ABOUT THIS EXERCISE
Your answer needs to include each line of the records in which the string "below" can be found.

Records from a data collection
----------

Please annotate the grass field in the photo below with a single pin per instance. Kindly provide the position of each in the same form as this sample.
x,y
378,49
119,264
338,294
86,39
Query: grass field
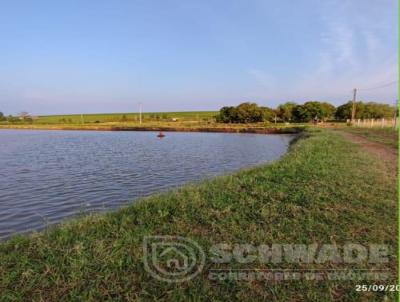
x,y
325,190
126,117
387,136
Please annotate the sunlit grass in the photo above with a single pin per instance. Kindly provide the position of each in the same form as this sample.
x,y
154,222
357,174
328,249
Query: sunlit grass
x,y
325,190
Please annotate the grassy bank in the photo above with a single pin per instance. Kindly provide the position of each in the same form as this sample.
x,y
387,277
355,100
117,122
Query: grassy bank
x,y
386,136
125,117
325,190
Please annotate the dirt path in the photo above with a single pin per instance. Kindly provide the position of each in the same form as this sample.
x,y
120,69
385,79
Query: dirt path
x,y
386,154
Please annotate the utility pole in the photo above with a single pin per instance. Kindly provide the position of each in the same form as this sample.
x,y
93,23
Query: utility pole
x,y
140,112
353,109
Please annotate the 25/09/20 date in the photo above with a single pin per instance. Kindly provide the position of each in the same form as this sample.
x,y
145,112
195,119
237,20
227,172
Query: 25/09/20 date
x,y
377,287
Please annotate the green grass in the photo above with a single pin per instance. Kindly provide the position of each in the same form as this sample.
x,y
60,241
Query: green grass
x,y
387,136
325,190
132,117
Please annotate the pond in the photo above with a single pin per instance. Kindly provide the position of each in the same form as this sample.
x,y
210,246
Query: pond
x,y
47,176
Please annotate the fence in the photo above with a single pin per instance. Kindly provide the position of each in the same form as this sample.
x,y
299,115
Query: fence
x,y
375,123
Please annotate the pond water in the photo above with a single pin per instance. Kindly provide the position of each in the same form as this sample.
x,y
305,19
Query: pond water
x,y
47,176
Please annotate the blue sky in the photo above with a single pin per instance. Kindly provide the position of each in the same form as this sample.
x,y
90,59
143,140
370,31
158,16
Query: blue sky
x,y
172,55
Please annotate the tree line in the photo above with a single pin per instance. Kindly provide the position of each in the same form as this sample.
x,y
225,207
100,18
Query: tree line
x,y
297,113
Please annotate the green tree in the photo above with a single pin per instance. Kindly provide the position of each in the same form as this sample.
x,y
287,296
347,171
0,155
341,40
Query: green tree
x,y
244,113
365,111
285,111
313,109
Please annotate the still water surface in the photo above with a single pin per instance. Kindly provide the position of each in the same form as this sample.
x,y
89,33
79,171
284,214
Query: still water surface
x,y
47,176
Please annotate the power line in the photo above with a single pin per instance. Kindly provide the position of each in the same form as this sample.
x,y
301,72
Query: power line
x,y
380,86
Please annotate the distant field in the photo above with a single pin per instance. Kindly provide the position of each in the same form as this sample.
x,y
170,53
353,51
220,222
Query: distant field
x,y
128,117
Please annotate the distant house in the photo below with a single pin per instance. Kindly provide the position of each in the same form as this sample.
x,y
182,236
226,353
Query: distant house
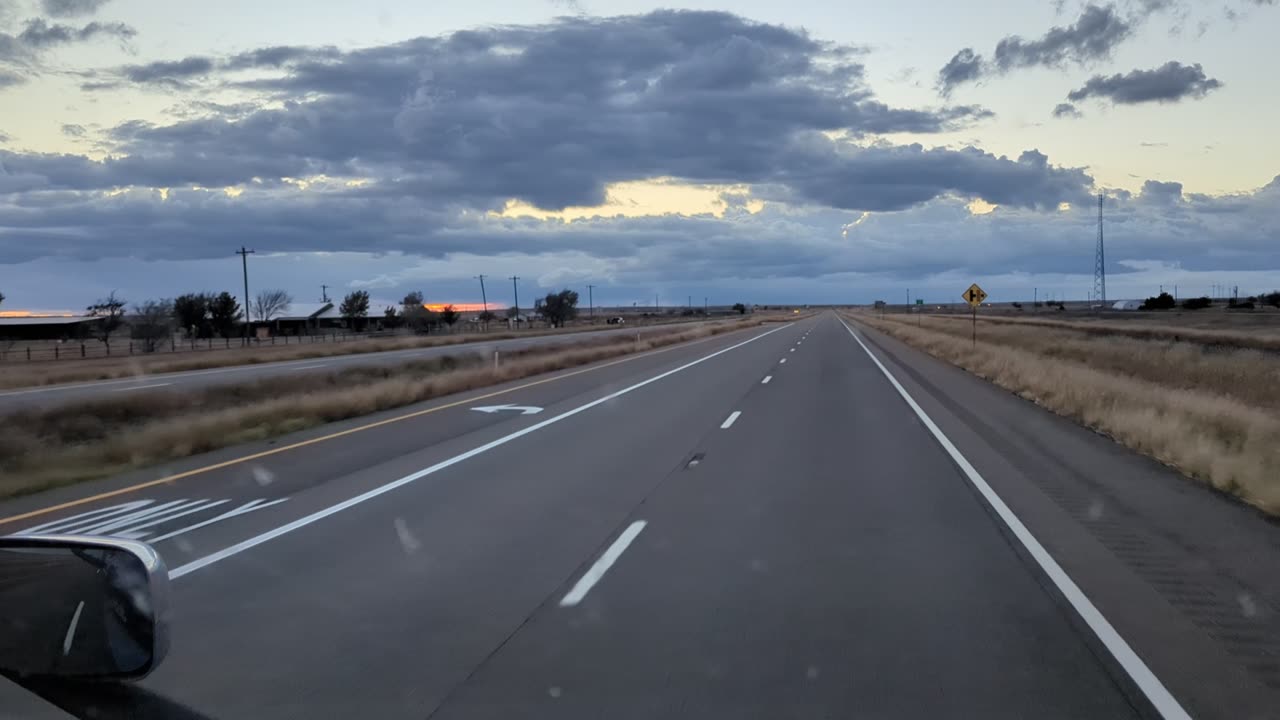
x,y
64,327
304,318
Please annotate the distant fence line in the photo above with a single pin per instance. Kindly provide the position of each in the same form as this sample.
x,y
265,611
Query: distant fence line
x,y
92,349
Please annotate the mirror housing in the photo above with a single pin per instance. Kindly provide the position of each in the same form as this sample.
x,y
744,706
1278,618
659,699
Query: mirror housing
x,y
82,607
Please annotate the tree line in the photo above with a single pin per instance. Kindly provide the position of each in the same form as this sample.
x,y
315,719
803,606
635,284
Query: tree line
x,y
201,315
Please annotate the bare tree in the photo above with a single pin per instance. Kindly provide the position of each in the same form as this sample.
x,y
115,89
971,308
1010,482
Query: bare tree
x,y
112,310
152,323
355,308
270,302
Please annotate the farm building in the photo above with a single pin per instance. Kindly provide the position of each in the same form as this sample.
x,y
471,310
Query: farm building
x,y
59,327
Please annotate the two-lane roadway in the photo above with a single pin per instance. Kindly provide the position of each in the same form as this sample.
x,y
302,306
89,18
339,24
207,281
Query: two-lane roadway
x,y
762,524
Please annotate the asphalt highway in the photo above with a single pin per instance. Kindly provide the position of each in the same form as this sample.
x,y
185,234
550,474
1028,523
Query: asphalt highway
x,y
795,520
192,379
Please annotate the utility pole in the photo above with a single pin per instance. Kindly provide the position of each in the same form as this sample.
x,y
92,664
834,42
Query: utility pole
x,y
243,253
1100,263
515,292
484,299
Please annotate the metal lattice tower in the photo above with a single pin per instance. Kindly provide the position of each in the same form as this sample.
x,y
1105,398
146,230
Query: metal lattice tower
x,y
1100,264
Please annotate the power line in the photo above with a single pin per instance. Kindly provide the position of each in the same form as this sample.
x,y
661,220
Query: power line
x,y
515,291
1100,263
243,253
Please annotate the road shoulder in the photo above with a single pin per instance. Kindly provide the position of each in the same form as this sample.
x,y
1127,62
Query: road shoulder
x,y
1157,554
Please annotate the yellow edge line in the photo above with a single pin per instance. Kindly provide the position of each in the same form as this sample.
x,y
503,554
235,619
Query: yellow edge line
x,y
332,436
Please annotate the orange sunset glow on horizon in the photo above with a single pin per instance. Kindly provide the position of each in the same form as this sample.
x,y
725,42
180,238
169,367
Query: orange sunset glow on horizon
x,y
464,306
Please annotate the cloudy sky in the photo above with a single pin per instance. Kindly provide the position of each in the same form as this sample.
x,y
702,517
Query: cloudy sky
x,y
799,151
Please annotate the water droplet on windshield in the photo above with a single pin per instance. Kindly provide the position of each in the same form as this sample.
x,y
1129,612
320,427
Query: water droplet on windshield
x,y
1248,607
261,475
407,541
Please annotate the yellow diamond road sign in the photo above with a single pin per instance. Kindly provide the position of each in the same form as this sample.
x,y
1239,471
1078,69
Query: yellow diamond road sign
x,y
974,295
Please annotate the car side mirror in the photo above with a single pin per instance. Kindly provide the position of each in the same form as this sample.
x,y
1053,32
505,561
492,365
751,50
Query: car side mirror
x,y
82,607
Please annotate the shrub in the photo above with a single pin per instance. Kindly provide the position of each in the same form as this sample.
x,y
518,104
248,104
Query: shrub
x,y
1162,301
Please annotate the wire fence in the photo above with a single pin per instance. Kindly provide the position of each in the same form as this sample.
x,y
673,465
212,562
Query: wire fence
x,y
54,350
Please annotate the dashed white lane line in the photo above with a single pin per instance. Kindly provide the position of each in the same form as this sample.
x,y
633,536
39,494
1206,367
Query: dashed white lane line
x,y
140,387
600,566
1165,703
443,464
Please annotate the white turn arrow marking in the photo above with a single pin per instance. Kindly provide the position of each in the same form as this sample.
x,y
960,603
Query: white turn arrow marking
x,y
522,409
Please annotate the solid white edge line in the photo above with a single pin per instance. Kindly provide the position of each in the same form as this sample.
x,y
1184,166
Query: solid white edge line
x,y
1147,682
369,495
138,387
600,566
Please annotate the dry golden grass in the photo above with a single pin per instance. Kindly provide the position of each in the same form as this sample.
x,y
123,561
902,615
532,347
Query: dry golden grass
x,y
1157,327
49,447
31,374
1211,413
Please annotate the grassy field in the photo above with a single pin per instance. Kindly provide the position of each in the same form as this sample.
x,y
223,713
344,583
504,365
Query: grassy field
x,y
58,446
1206,402
30,374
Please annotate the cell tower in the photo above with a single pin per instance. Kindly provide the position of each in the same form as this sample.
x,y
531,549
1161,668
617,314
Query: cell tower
x,y
1100,263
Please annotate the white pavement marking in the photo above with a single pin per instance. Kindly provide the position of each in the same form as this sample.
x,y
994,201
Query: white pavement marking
x,y
1147,682
140,387
593,575
412,477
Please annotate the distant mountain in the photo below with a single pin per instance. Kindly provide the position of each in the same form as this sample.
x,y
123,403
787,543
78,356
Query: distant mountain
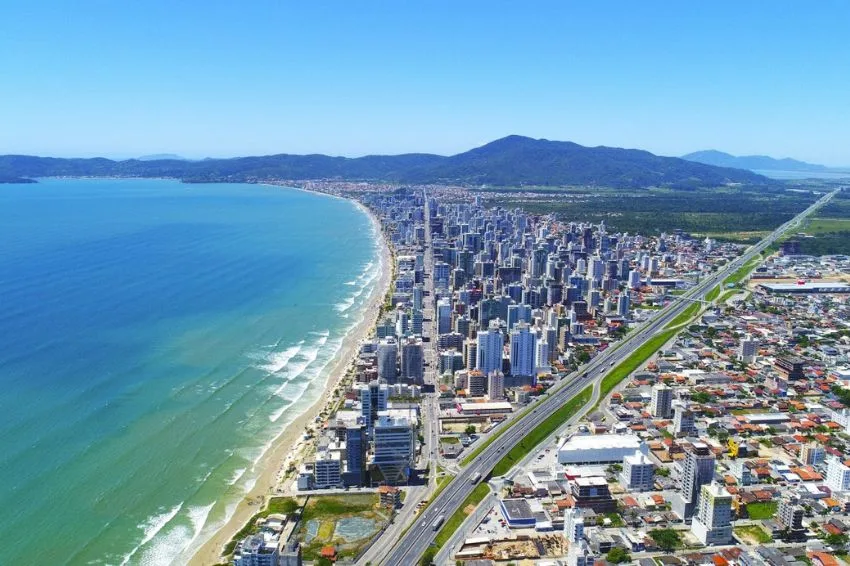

----------

THE COMPLETED TASK
Please annotate the grass field in the photo below with a single pin per instance. Kindly provide the position of each in the same form as this sample.
Please annotate the distant house in the photo below with a single pin per instance. Kindly provide the position of each in the same form as this sample.
Please annotate the distant mountain in the photo below with a single pin per instance. Kindly provide the position of each in the same form as this sample.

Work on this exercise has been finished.